▶ **Excerpt to read**:
By: Haley Bosselman By: Haley Bosselman | September 15, 2022 | Television,
Lucy Albright (Grace Van Patten) and Stephen DeMarco (Jackson White) in Episode 1.
In Carola Lovering’s romance-meets-psychological-drama novel, Tell Me Lies, protagonist Lucy Albright jets off to freshman year of college in 2010. Facebook was in, Instagram was on the rise and MySpace was out.
But with the TV adaptation of Tell Me Lies, showrunner Meaghan Oppenheimer wanted the state of the world slightly less complicated. After all, Lucy and love interest Stephen offer enough drama.
Instead, Lucy enters Baird College in 2007 with the rest of the limited series stretching into the early 2010s as her life unravels.
“We really didn't want to go past 2016 in the future because of so many things that happened in the world after that,” Oppenheimer explains to LA Confidential. “And 2007 felt like the last time… college students were able to go to college and not have everything being filmed and put on the internet and were able to really make mistakes and be gross the way college kids always have been in an isolated bubble.”

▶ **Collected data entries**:
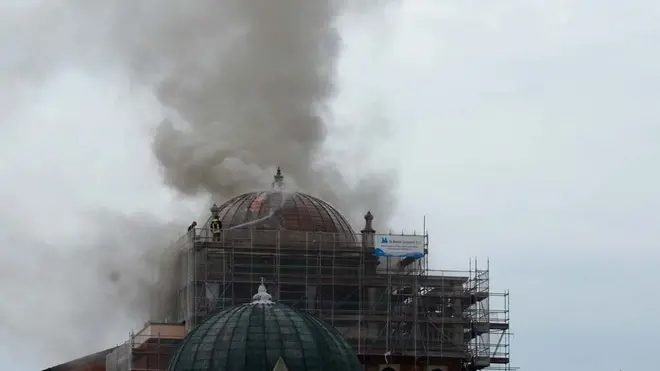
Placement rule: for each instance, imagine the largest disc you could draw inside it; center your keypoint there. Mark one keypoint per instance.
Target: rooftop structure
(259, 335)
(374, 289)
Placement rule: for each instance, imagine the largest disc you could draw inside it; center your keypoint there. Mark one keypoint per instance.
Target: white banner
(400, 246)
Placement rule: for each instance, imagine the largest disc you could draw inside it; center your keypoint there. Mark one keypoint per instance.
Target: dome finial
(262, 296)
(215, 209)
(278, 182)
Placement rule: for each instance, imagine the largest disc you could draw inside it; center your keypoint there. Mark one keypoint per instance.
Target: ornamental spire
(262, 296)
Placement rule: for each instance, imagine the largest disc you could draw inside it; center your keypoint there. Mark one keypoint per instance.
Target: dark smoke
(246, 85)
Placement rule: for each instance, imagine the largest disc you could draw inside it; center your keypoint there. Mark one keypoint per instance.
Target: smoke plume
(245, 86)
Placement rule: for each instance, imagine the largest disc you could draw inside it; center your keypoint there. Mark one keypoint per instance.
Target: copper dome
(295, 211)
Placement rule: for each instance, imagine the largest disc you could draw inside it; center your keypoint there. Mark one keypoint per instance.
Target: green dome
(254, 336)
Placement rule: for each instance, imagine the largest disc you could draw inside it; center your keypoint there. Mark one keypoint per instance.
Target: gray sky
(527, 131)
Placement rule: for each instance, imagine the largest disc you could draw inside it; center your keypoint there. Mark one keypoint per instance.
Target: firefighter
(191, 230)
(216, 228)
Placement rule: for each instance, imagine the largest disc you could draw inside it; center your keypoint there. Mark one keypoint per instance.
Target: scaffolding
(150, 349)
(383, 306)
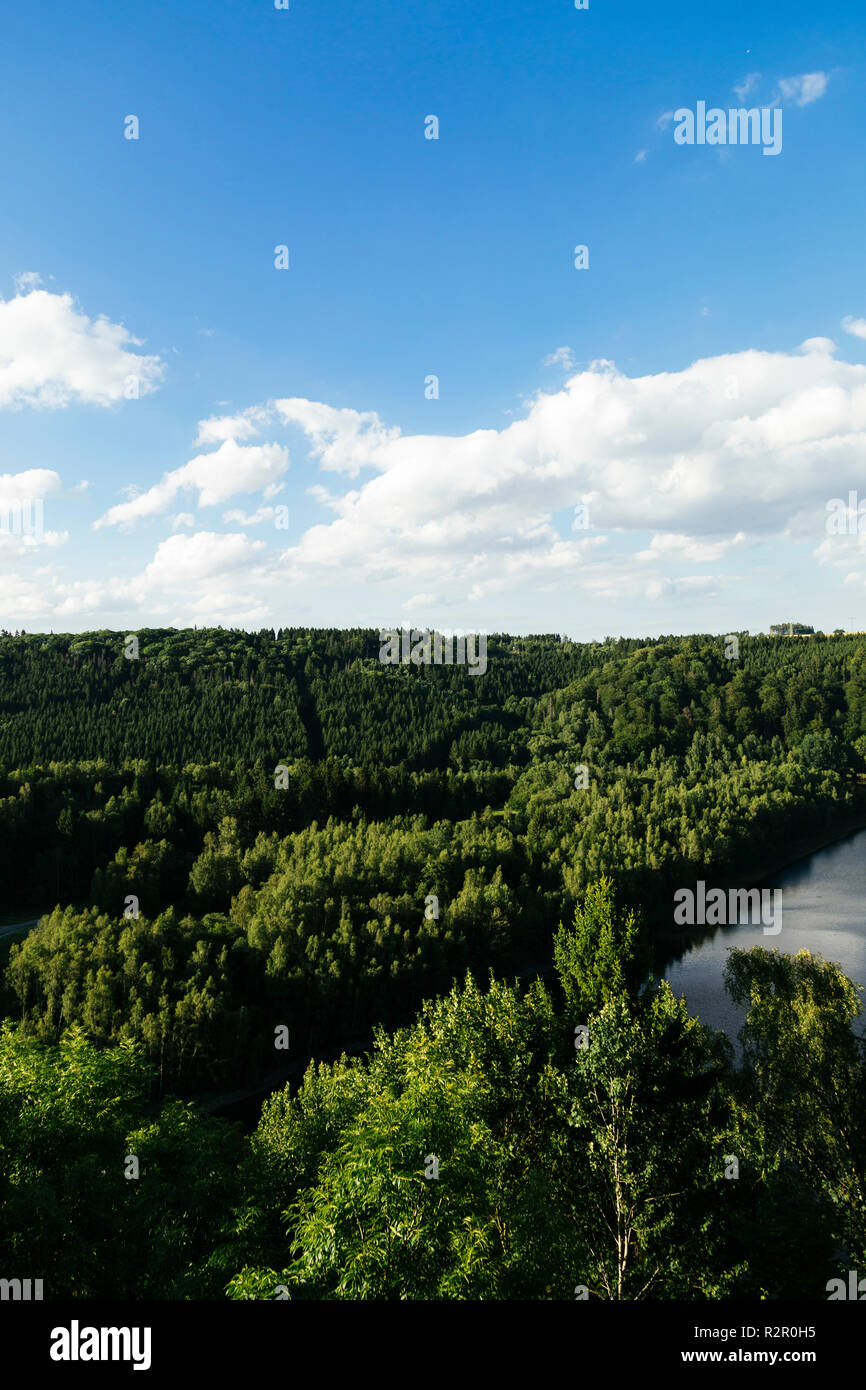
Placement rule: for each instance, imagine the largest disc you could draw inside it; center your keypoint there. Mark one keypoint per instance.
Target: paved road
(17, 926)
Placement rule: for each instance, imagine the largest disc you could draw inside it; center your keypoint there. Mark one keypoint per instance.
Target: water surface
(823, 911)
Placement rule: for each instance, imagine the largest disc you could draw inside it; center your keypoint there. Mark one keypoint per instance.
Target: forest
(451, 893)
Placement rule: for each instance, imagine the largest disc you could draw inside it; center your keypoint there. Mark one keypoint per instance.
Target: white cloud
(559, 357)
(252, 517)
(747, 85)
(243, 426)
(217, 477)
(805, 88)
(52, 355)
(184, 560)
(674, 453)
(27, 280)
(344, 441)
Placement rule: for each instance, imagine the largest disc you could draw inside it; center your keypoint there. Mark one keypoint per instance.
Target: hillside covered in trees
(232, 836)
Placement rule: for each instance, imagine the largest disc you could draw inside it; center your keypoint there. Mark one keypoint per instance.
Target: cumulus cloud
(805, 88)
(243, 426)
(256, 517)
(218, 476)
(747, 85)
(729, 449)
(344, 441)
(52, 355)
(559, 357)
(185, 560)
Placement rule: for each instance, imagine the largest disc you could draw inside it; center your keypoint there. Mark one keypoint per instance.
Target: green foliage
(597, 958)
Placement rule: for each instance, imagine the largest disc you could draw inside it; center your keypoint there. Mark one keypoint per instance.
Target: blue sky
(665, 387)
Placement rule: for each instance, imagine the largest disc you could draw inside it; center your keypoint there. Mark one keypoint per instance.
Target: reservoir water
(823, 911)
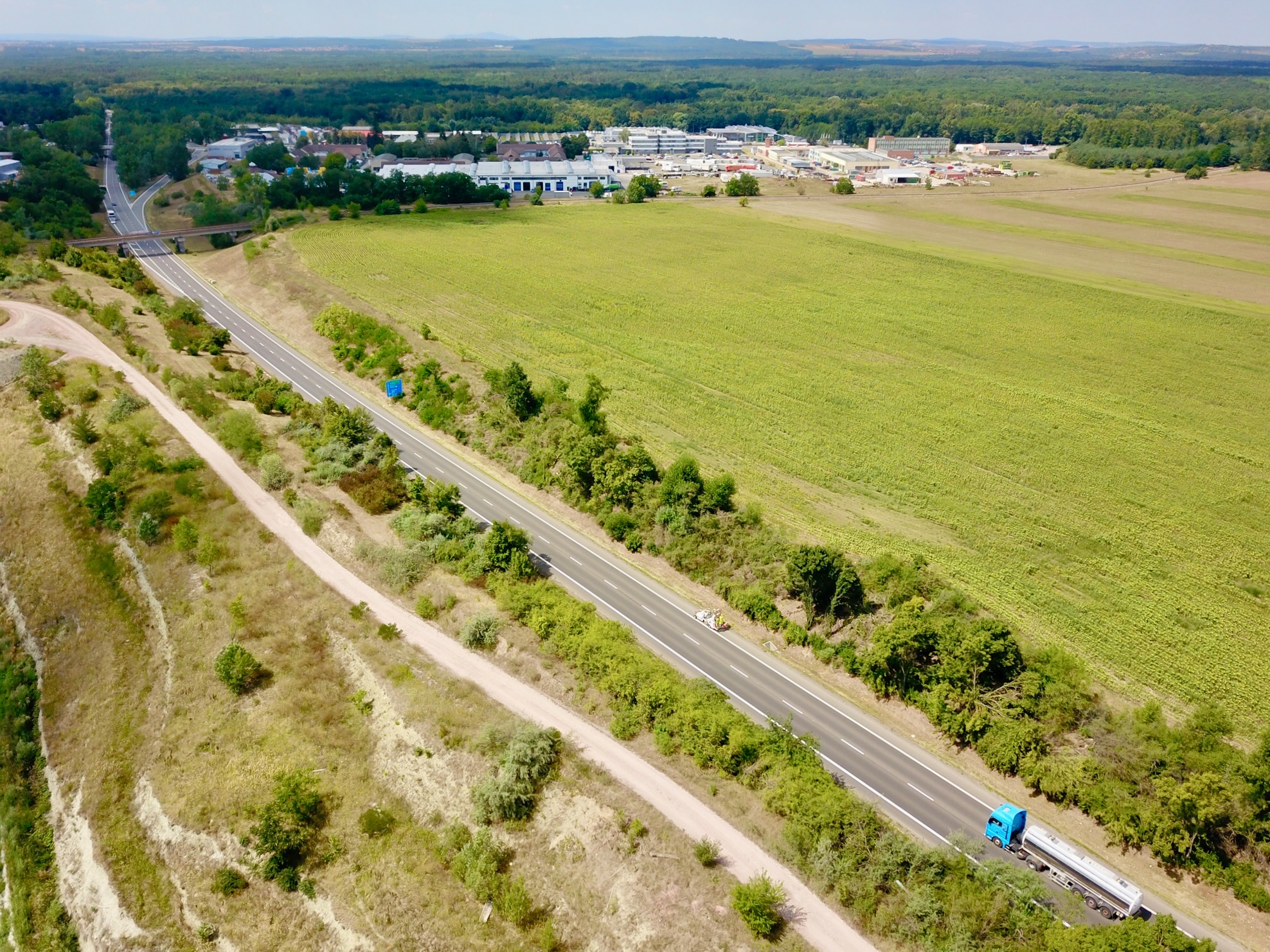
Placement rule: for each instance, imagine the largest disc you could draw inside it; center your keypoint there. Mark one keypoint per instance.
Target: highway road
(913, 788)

▶ **Set task**:
Pick up the article about the Tell Me Lies TV adaptation right after its last sentence and keep it going.

▶ **Task output**:
On-and-off couple Wrigley (Spencer House) and Pippa (Sonia Mena) in Episode 4.
In a world peppered with Sidekicks and Ugg boots, the paths of Lucy (Grace Van Patten) and Stephen DeMarco (Jackson White) cross, setting the pair on a tumultuous, intoxicating journey that lasts nearly a decade. When they meet, Lucy and Stephen are at such formative ages that everyday choices— like momentous dorm room hook-ups— end up leading to lasting consequences.
Things start as a typical campus romance, but quickly transform into an addictive entanglement backgrounded by new friends, first-time freedom, a peer’s sudden death, balancing coursework and career choices.
Along the way, Tell Me Lies features a number of excellent late aughts-era needle drops. Perhaps most perfect is Lucy’s arrival to Baird soundtracked by MGMT’s “Time to Pretend.”
Oppenheimer details that she put in a lot of her favorite songs in the show, including alt-J’s “Breezeblocks” in the pilot. “There's one in the finale that is a very personal song to me, and I was so excited when we got it,” she hints.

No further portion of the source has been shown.